── Passage ──

New research by consultancies AECOM, Avison Young, Bristow Consulting and Buro Happold for Theatres Trust has revealed the extent of the work needed to make the UK’s theatre buildings sustainable.
Matching the current state of theatres against the costs of recent refurbishment projects, the research group has revealed that making a typical 600-seat theatre fully sustainable and accessible will cost £11m. Analysis of 100 representative UK theatres estimates that £1.1bn is needed to make them sustainable and suitable for modern audiences.
However, the research, which was presented at the Theatres Trust Conference 21 Making Theatre Sustainable, shows that this level of investment in 100 theatres would bring huge benefits, saving 6,500 tonnes of CO2 per year - the equivalent of 9,700 return economy flights to New York 2 - as well as £3.3m annual revenue savings for the UK’s theatres / an average of £33,000 per theatre.

───
── Listed records ──

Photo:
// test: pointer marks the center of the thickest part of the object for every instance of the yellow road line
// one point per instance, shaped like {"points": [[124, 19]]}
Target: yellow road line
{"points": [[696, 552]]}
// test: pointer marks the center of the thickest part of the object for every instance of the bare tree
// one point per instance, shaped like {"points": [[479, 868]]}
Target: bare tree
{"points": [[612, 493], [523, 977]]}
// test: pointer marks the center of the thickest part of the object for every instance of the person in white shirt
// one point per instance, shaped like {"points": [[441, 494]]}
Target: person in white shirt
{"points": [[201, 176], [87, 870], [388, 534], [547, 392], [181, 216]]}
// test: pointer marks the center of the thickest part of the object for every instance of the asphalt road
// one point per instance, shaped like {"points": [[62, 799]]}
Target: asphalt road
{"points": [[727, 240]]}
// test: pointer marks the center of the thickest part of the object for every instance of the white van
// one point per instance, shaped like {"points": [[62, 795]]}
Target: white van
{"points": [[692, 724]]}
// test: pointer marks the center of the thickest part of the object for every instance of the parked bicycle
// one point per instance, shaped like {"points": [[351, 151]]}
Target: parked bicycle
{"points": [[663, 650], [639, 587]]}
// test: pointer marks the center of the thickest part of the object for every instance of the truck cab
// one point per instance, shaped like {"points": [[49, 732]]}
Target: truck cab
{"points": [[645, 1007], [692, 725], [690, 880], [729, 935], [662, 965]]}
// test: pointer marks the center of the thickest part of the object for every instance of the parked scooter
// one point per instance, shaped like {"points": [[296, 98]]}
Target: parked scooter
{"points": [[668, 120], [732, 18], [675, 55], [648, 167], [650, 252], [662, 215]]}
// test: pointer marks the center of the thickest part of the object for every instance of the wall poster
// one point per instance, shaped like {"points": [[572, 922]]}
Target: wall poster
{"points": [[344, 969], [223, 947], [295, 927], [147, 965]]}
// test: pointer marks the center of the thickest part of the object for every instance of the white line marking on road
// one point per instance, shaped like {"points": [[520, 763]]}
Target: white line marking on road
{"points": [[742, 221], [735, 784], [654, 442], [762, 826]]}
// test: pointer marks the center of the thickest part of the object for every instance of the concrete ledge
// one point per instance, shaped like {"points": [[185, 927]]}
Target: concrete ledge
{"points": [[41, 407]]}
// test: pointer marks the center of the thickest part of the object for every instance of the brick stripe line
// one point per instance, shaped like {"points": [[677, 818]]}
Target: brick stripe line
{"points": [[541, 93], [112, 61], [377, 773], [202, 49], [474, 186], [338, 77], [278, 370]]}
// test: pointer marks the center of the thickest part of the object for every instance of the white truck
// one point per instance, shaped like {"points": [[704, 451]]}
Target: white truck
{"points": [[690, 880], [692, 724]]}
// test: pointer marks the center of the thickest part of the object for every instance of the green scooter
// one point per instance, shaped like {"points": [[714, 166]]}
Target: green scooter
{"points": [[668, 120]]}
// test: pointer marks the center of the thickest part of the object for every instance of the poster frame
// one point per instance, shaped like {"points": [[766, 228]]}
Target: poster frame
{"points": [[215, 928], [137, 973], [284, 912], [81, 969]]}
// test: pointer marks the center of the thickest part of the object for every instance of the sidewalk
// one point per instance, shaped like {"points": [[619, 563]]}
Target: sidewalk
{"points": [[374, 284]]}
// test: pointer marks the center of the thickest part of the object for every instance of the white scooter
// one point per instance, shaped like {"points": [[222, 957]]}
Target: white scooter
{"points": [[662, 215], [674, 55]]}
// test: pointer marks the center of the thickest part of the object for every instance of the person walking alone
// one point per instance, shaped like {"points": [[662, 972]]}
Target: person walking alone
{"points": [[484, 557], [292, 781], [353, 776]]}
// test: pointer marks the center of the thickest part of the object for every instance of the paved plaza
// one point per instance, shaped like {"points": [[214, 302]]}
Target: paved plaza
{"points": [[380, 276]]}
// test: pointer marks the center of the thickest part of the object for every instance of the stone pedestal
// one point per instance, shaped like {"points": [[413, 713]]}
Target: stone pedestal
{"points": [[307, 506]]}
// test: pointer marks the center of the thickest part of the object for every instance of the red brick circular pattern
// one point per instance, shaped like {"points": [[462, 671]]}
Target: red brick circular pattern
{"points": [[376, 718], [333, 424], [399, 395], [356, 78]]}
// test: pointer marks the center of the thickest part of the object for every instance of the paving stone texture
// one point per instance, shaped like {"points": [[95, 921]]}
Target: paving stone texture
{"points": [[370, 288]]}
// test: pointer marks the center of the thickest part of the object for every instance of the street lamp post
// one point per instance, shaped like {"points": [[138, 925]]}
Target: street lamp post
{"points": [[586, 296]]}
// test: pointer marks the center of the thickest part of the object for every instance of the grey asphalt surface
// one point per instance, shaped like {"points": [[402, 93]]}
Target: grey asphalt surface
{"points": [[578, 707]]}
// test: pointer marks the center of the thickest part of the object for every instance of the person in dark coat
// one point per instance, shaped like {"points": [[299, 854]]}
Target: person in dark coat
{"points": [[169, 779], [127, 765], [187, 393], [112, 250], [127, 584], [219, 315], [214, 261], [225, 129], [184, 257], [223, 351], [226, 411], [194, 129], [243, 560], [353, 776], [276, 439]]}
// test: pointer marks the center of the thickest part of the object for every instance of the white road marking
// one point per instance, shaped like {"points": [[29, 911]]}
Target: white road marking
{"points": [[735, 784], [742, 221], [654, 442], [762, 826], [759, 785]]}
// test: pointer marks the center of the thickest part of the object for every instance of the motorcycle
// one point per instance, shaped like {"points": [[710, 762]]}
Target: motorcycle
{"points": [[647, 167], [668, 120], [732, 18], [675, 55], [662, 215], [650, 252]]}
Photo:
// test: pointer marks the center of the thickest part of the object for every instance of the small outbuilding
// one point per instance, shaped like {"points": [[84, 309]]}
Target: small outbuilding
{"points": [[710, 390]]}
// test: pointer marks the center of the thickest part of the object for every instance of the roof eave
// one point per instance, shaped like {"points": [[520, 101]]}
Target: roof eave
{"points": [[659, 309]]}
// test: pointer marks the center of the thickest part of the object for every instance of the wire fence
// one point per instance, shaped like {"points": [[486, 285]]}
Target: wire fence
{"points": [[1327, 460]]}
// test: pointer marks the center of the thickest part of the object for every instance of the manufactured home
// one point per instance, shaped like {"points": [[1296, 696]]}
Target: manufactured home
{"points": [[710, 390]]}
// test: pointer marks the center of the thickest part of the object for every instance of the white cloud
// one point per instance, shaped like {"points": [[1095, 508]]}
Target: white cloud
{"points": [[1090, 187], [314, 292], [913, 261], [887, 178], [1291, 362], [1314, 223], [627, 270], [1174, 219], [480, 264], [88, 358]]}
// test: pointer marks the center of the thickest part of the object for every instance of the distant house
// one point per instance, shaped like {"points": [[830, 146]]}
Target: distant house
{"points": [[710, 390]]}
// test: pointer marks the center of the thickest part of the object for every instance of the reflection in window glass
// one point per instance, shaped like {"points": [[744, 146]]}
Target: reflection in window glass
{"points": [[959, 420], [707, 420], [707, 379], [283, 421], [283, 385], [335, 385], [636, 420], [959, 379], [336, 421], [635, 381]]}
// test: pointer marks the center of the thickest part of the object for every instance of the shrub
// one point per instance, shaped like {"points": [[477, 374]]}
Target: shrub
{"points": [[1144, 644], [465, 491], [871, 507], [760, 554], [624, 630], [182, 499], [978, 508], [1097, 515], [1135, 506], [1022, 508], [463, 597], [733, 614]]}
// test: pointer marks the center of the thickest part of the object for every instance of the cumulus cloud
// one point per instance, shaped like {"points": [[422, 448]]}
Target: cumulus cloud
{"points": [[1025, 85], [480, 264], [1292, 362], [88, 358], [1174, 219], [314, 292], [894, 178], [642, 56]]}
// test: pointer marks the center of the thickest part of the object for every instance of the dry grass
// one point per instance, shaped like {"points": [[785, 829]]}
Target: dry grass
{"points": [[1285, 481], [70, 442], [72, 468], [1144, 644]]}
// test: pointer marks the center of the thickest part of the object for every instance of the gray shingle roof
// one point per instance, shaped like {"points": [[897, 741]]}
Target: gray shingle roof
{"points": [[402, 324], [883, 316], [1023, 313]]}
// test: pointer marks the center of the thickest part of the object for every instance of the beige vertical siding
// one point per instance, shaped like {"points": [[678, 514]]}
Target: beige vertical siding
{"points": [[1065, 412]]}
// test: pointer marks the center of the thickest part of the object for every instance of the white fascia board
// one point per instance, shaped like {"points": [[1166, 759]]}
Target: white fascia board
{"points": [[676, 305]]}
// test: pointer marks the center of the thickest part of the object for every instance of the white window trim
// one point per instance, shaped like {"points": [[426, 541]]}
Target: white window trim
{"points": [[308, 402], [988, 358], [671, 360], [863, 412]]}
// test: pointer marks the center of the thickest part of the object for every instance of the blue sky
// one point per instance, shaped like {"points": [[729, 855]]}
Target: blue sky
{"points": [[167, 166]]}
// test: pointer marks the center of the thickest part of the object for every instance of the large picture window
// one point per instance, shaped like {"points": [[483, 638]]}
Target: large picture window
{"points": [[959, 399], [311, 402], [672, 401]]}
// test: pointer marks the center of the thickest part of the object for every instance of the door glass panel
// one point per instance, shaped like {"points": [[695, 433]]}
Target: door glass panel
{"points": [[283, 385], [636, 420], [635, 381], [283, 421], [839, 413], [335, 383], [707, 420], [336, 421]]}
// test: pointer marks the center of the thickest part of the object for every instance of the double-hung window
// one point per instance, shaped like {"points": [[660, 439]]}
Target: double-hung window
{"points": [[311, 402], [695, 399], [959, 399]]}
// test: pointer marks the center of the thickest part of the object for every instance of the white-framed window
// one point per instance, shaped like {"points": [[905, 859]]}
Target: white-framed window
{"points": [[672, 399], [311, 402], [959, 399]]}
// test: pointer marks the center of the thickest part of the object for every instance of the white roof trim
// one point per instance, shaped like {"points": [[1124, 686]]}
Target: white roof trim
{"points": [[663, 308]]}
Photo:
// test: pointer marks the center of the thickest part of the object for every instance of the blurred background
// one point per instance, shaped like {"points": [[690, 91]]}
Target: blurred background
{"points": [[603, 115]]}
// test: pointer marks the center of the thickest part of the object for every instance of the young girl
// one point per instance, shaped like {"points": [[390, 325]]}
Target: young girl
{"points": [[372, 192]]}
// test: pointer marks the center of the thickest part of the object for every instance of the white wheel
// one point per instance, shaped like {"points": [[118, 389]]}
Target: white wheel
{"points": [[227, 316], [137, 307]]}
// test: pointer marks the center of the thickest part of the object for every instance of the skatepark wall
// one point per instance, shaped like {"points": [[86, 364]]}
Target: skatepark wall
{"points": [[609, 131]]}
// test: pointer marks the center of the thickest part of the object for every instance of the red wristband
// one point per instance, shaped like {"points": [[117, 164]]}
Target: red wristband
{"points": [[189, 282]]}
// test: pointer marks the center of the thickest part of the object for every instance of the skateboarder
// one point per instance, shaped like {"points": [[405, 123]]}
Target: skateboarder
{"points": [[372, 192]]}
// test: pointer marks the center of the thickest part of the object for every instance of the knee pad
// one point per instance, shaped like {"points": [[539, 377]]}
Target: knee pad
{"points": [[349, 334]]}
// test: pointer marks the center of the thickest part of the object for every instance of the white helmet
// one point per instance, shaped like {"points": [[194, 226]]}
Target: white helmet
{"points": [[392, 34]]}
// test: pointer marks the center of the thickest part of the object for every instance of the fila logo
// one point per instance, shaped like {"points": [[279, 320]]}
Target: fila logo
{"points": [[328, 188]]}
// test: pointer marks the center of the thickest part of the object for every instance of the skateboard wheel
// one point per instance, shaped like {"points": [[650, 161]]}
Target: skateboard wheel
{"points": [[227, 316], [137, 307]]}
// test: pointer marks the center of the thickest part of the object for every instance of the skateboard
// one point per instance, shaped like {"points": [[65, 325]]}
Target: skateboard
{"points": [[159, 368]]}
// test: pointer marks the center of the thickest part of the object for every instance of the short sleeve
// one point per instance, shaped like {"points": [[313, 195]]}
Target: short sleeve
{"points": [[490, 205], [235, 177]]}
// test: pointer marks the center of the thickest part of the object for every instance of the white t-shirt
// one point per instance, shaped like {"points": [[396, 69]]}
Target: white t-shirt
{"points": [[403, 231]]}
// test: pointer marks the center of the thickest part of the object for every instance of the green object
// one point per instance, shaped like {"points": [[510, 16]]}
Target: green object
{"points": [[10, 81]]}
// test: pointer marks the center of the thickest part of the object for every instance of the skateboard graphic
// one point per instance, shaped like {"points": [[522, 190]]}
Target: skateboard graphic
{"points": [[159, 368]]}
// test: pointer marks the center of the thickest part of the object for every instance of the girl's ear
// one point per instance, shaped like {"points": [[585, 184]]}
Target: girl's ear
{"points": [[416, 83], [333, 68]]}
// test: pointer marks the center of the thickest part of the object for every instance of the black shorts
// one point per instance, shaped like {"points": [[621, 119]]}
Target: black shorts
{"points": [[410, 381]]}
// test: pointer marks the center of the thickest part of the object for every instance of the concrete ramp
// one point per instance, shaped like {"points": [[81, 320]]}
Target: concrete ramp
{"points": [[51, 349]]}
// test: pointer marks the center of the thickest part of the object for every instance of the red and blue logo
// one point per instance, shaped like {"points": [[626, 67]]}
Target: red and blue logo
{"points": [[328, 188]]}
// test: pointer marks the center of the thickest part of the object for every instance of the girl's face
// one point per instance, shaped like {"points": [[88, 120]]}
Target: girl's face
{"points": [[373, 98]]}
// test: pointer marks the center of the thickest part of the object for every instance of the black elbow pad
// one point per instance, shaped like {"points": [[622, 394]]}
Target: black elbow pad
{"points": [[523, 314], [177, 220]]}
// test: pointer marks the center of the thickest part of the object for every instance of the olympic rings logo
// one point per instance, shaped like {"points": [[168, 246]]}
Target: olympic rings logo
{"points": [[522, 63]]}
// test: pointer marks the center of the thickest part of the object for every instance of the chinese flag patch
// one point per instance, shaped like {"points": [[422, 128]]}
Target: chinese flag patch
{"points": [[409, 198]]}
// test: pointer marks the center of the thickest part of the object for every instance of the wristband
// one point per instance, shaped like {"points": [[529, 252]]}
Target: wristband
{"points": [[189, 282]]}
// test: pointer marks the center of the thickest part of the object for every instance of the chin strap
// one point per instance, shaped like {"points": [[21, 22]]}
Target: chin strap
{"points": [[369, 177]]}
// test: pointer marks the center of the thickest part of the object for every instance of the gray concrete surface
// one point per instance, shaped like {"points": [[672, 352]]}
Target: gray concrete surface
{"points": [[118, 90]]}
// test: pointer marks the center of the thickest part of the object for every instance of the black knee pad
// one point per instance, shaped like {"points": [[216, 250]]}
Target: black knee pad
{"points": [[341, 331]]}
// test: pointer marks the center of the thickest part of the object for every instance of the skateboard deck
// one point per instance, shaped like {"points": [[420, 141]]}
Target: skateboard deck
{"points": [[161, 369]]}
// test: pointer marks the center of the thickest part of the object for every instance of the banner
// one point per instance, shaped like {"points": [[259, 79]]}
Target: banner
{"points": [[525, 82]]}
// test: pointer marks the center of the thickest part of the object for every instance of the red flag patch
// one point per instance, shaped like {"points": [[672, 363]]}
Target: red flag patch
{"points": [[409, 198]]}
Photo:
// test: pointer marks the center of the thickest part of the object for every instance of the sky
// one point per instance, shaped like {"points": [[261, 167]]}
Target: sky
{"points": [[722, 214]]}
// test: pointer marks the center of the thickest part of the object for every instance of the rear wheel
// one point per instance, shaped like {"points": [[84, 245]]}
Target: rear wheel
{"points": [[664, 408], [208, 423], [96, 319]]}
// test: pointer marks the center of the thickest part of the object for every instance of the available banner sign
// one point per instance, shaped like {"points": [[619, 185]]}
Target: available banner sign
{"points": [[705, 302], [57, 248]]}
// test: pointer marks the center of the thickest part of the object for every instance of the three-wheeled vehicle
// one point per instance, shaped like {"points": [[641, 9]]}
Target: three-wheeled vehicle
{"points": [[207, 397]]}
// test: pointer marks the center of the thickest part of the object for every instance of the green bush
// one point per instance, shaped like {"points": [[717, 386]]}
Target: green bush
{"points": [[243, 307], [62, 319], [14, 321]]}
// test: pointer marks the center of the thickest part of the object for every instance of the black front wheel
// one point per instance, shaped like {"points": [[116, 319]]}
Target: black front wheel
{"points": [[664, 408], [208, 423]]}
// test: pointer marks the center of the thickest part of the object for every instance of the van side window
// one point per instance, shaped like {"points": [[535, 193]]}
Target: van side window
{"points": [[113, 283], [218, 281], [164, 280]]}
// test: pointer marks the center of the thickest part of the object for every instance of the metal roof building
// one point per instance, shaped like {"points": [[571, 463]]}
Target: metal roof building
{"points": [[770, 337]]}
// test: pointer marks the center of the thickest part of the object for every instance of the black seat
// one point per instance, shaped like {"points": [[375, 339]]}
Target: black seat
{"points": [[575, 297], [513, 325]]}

───

Task instructions:
Retype the stretch of the theatre sustainability passage from "New research by" through "for modern audiences.", word for word.

Written solution:
New research by consultancies AECOM, Avison Young, Bristow Consulting and Buro Happold for Theatres Trust has revealed the extent of the work needed to make the UK’s theatre buildings sustainable.
Matching the current state of theatres against the costs of recent refurbishment projects, the research group has revealed that making a typical 600-seat theatre fully sustainable and accessible will cost £11m. Analysis of 100 representative UK theatres estimates that £1.1bn is needed to make them sustainable and suitable for modern audiences.